--- Votre tâche ---
Poursuivez, s'il vous plaît, le récit consacré à Micheline Dufert et Francis Pourcel à partir de sa dernière phrase.

--- Document source ---
* * * *

La voix des terrils
L’histoire commence aux pieds des terrils. Dans les années 70, Micheline Dufert habitait à Couillet à deux pas des hauts fourneaux. Francis Pourcel vivait à Monceau-sur-Sambre, non loin des hauts fourneaux, lui aussi. «Notre décor, c’était les tramways, l’industrie avec le raffut des machines, les sonneries qui rythmaient les pauses des ouvriers, la fumée qui s’élevait au sommet des cheminées…», précise-t-il. «La région n’était pas très bucolique à l’époque. Notre environnement était très bruyant mais ce n’était pas désagréable. Au contraire, cela me fascinait : le vacarme des usines est une musique en soi, avec ses sons graves, ses aigus, ses bourdonnements, ses bruits de grappin…» C’est donc assez naturellement que Francis se lance avec deux amis dans la création de musique industrielle. Sous le nom de Kosmose, la formation a notamment signé la bande son du film Charleroi Industry, réalisé par le frère de Francis.
En 1977, Francis, attiré par le punk et le rock dur, part à la recherche d’une chanteuse à la voix puissante et n’ayant pas froid aux yeux pour former un nouveau groupe, SIC. C’est là que Micheline fait son entrée dans l’histoire et dans la vie de Francis. Ils sont sur la même longueur d’onde, passionnés par la création brute et les paysages industriels d’où ils tirent tous leurs visuels artistiques. Le duo devient vite un couple. Début des années 80, désireux de continuer à expérimenter différents sons et courants, Micheline et Francis s’orientent vers la minimal wave. Ils se produisent dans des maisons de jeunes, comme le Coup de fusil, côtoient la plupart des musiciens carolos, enchainent les collaborations multiculturelles avec Interculture, une association de musiciens issus de l’immigration. «La musique prenait beaucoup de place dans nos vies», explique Micheline. «On n’en vivait pas, on travaillait d’ailleurs en journée, mais c’était plus qu’un loisir. C’était une respiration au quotidien. Notre mode d’expression.»

* * * *

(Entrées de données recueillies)
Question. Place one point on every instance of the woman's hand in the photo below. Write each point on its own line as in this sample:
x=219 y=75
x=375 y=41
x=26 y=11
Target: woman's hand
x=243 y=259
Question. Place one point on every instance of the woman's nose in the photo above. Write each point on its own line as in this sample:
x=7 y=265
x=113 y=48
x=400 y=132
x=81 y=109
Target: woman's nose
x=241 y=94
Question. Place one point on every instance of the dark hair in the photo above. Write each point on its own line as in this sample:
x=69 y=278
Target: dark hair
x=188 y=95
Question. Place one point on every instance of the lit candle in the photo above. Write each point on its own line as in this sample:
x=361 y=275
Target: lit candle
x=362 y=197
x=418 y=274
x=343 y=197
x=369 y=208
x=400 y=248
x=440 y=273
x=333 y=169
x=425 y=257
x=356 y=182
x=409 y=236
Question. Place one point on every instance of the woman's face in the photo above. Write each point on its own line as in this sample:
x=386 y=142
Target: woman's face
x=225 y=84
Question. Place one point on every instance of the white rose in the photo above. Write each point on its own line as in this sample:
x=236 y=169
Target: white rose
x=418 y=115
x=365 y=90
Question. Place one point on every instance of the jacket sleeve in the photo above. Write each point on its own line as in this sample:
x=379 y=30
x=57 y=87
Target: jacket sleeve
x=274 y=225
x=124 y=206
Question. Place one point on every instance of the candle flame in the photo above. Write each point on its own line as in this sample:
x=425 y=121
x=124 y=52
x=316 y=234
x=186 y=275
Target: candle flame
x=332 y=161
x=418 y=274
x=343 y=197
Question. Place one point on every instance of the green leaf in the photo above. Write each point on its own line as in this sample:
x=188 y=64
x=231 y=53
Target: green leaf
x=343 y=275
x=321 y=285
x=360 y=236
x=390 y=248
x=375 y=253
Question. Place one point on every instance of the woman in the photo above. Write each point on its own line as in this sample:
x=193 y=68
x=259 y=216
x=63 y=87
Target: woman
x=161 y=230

* * * *

--- Réponse rédigée ---
En territoires inconnus
Faute de temps, Micheline et Francis vont toutefois délaisser leurs instruments. Le couple est devenu une famille. Les priorités ont changé. Les contraintes se sont amplifiées. La musique, ils l’écoutent plus qu’ils ne la jouent. Pour se changer les idées, ils continuent à explorer, mais cette fois les paysages. À l’aube des années 2000, ils redécouvrent les terrils. Sur Terrils.be, ils entendent parler de la transterrilienne, un projet qui ambitionne de relier tous les terrils, et notent plein de bons plans pour accéder à ces différents lieux. Peu de gens s’intéressaient à l’époque à ces collines du Pays Noir. Les sentiers n’existaient pour ainsi dire pas. Le projet de transterrilienne est ensuite repris par l’équipe des Sentiers de Grande Randonnée (SGR) et en 2006, le topo-guide du sentier de GR412 des terrils, qui s’étend sur 300 km de Bernissart à Blegny-Mine, est édité. Une fois dans les mains de Micheline et Francis, ceux-ci ne le lâchent plus. Étonnant pour d’anciens musiciens punk, non ?
«Les punks, ce sont des adeptes du Do It Yourself ! Ce ne sont pas des consommateurs classiques, mais des habitués du système D, qui aiment sortir des sentiers battus. On a toujours produit nos propres loisirs… Comment n’aurions-nous pas été séduits par l’idée de remonter sur les terrils ? C’était une aventure accessible en toute saison et à toute heure. Pas de chemin à suivre. Plein de trésors à débusquer (les terrils sont remplis de vestiges, de rails, de structures permettant notamment l’acheminement des schistes, de minéraux diversifiés, etc.), de végétaux à observer, d’histoires à reconstituer.» Micheline et Francis ouvrent rapidement un blog illustrant leurs pérégrinations, Cheminsdesterrils.be ; ce qui leur offre une belle visibilité et les encourage à continuer à arpenter les quelques 150 sites miniers que compte le bassin industriel de Charleroi.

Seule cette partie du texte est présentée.